Data items
>> begin

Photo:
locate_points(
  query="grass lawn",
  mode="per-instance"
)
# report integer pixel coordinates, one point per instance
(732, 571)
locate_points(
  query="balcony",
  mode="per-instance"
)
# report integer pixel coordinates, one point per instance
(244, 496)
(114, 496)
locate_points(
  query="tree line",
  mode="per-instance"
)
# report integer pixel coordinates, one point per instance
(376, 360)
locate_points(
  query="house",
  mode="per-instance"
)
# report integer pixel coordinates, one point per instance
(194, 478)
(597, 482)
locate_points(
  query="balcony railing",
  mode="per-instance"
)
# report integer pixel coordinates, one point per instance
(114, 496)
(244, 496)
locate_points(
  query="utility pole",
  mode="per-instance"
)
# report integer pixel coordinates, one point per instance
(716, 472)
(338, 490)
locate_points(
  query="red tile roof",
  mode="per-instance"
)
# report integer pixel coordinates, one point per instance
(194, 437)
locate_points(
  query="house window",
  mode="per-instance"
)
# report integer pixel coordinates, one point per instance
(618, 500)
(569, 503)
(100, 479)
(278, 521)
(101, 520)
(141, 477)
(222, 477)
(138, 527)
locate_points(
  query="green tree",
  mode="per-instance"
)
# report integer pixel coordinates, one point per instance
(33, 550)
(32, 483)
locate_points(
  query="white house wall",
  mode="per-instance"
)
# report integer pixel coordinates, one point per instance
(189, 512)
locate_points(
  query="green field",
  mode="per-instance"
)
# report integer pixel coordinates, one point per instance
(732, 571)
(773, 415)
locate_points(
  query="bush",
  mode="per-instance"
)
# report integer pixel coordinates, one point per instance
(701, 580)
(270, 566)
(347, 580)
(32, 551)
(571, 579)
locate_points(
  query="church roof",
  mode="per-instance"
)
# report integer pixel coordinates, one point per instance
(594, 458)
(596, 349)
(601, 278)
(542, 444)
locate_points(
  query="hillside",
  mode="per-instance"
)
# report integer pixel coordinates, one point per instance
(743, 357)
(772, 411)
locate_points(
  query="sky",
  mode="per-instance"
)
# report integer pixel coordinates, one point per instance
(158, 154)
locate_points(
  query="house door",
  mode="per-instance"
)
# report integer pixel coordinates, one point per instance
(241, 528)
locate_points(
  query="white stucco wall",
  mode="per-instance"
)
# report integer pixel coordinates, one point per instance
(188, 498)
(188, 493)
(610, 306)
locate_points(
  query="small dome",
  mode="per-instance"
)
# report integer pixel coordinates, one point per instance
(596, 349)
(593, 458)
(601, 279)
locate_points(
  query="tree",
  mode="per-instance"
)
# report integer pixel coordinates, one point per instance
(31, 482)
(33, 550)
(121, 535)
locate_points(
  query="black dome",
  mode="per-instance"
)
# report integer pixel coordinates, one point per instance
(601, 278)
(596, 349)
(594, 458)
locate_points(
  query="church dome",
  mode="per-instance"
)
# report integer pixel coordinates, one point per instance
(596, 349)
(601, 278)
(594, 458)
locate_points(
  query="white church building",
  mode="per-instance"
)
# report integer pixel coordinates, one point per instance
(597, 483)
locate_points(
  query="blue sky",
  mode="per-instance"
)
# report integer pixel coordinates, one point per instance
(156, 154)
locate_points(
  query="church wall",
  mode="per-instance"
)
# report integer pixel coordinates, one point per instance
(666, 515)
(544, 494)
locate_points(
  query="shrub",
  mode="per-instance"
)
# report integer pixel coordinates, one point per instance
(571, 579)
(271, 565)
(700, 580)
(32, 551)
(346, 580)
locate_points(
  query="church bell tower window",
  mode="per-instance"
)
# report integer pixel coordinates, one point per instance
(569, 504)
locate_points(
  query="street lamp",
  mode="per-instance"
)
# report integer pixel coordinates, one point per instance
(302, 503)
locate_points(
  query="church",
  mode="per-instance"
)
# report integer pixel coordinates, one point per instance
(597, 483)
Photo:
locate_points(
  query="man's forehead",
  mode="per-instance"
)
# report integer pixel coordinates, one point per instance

>> end

* Task details:
Pull out every line of the records that contains the string "white", matching case exactly.

* Result:
  query="white house wall",
  query="white stucco wall",
  query="white church building",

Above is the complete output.